■ **Challenges**
[A] Reproduce the Yell route description between "The B9081 takes" and "north-east towards Gutcher.", inclusive, switching "Basta Hill" to "the hill" wherever it appears.
[B] According to the Yell and Fetlar route description, how long does the ferry crossing from Gutcher take?

■ **Source document**
==================================================
The B9081 takes you from Mid Yell to join the A968 at the head of the voe. Heading north on the A968 through Camb the route makes a long climb up Basta Hill. From the top of Basta Hill there are great views over Basta Voe, Burra Ness and beyond to Fetlar and Unst. There is now a long downhill past Colvister to the bridge at the head of Basta Voe followed by a climb up again to Sellafirth with views south-east towards Hascosay. The road dips down through Sellafirth and up again as it swings north-east towards Gutcher.

At Gutcher join the ferry for Hamars Ness on Fetlar. There are two ferries operating at Gutcher, so please check with the ferry crew that you are boarding the correct service. The crossing takes 25 minutes. Throughout the summer months the moorland, hills and fertile soils of Fetlar are brought to life with the beautiful sights and sounds of the highest densities of breeding wading birds in Shetland. Good numbers of golden plover, dunlin, redshank, lapwing, curlew, snipe, oystercatcher, ringed plover and more notably whimbrel, can be seen.

From the ferry terminal take the single-track road south to join the B9088 at Brough Lodge. Brough Lodge was built around 1820 for the Nicolson family. The house is not currently accessible to the public; however a restoration project seeks to bring the building back to life. Close to the house, sitting prominently on the site of an Iron Age broch, is a rare Shetland example of a Georgian folly. This tower, built for Sir Arthur Nicolson, was used at one time as an astronomical observatory.
==================================================
■ **Dataset**
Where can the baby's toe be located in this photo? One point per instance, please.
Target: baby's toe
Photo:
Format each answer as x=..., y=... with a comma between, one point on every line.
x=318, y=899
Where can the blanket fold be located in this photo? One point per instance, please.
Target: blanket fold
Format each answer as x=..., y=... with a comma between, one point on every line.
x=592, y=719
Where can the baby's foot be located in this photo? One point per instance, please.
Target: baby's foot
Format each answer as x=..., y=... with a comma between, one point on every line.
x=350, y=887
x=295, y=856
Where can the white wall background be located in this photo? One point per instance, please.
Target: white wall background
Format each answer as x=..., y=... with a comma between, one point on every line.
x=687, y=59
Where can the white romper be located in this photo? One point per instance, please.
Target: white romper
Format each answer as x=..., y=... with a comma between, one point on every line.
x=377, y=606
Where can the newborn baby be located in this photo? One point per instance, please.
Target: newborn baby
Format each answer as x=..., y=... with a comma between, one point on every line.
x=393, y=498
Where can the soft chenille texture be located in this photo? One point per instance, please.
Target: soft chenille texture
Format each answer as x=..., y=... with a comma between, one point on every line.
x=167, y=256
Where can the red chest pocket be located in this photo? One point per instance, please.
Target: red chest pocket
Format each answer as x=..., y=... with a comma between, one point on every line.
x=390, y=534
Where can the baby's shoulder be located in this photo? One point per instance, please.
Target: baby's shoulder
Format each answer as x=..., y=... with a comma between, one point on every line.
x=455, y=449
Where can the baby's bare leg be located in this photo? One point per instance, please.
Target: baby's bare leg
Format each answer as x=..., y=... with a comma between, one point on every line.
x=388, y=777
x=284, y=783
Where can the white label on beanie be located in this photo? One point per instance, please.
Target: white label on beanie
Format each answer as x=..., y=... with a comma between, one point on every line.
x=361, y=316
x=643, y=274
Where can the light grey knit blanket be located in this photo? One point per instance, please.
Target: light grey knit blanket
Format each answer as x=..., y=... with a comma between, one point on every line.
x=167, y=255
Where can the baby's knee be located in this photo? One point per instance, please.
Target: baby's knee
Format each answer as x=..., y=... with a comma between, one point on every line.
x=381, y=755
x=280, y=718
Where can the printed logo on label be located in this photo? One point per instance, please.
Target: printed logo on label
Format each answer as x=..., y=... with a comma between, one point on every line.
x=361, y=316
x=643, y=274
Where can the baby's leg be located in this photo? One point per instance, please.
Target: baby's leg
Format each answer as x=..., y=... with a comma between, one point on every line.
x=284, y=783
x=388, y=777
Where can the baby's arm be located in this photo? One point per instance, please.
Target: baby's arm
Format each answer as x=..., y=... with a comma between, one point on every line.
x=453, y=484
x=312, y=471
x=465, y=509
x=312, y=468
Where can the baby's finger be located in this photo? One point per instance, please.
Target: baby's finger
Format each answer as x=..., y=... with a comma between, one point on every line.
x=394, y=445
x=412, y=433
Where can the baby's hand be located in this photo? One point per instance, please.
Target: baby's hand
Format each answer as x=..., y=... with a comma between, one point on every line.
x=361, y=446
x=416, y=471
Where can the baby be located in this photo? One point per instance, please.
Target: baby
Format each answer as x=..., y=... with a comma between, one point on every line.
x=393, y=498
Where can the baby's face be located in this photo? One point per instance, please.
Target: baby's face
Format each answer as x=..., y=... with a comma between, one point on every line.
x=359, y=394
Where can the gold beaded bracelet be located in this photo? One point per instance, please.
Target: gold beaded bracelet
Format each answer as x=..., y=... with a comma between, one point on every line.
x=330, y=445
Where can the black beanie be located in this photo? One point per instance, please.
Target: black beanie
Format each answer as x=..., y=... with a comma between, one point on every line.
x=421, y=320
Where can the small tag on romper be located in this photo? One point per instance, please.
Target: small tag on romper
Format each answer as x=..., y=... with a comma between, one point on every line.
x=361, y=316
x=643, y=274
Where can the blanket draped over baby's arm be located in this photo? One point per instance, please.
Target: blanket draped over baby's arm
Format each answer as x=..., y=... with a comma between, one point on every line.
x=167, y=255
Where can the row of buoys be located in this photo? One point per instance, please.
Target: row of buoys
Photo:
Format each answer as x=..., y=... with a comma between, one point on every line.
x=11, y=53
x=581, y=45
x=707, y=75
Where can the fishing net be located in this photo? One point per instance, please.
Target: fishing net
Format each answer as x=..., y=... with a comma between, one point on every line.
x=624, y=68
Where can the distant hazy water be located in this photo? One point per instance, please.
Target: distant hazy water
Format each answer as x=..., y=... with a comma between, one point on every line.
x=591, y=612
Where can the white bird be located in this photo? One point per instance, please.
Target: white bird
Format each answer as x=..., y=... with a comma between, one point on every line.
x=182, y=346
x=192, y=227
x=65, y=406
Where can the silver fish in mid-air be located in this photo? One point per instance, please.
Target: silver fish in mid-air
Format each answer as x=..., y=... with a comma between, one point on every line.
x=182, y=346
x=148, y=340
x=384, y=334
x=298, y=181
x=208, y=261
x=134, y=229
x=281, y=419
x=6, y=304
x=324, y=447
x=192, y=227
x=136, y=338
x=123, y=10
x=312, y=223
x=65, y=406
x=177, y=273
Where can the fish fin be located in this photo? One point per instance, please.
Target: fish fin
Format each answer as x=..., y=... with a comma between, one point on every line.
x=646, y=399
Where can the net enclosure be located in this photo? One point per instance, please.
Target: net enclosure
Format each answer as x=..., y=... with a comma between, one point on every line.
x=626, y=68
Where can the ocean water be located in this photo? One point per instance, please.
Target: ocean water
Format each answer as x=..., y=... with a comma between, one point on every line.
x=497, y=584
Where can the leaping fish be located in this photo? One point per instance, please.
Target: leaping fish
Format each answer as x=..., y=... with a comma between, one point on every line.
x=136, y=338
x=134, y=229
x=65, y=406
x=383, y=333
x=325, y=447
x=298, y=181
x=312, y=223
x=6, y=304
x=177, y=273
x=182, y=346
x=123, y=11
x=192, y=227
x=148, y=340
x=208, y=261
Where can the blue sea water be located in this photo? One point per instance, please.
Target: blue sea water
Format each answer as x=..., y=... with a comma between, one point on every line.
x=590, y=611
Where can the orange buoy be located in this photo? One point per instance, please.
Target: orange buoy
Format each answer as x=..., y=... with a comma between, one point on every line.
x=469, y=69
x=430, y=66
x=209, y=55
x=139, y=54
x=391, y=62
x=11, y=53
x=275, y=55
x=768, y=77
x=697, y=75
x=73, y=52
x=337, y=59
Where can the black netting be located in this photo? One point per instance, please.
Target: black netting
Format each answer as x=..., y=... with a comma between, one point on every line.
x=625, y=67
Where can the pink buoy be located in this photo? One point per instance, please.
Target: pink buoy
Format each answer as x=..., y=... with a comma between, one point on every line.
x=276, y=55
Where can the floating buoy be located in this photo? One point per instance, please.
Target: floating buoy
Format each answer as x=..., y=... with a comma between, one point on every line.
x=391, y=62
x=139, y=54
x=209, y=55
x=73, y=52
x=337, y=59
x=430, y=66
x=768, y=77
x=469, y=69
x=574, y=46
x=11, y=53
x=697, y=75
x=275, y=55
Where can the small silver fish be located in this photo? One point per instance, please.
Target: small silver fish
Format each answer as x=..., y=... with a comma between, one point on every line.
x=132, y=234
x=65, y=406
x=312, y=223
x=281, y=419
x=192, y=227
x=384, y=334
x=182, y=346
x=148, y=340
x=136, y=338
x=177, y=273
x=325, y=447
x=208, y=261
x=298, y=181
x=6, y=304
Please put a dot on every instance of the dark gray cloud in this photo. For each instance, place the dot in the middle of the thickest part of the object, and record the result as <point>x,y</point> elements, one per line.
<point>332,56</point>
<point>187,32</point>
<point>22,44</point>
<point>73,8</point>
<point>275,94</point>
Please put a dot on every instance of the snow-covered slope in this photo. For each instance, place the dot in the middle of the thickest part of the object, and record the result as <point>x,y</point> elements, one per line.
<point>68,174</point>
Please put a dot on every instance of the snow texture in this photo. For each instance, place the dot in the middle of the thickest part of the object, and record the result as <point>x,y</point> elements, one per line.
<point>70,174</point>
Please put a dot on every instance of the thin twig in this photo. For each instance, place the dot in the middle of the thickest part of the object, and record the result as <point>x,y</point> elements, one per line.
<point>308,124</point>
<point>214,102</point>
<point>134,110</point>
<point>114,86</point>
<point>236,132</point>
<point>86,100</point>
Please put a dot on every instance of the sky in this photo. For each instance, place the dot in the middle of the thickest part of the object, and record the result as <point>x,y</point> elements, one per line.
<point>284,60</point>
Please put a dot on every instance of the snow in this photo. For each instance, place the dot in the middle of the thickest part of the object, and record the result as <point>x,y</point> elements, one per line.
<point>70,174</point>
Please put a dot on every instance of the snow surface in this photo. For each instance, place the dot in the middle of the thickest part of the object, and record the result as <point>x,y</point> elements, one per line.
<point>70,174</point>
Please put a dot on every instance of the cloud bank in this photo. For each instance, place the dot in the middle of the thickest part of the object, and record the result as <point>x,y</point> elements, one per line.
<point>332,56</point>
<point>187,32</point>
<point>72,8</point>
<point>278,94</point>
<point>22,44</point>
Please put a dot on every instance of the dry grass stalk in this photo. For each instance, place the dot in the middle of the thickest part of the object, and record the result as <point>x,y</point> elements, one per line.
==================================================
■ **Exercise solutions**
[A]
The B9081 takes you from Mid Yell to join the A968 at the head of the voe. Heading north on the A968 through Camb the route makes a long climb up the hill. From the top of the hill there are great views over Basta Voe, Burra Ness and beyond to Fetlar and Unst. There is now a long downhill past Colvister to the bridge at the head of Basta Voe followed by a climb up again to Sellafirth with views south-east towards Hascosay. The road dips down through Sellafirth and up again as it swings north-east towards Gutcher.

[B] 25 minutes.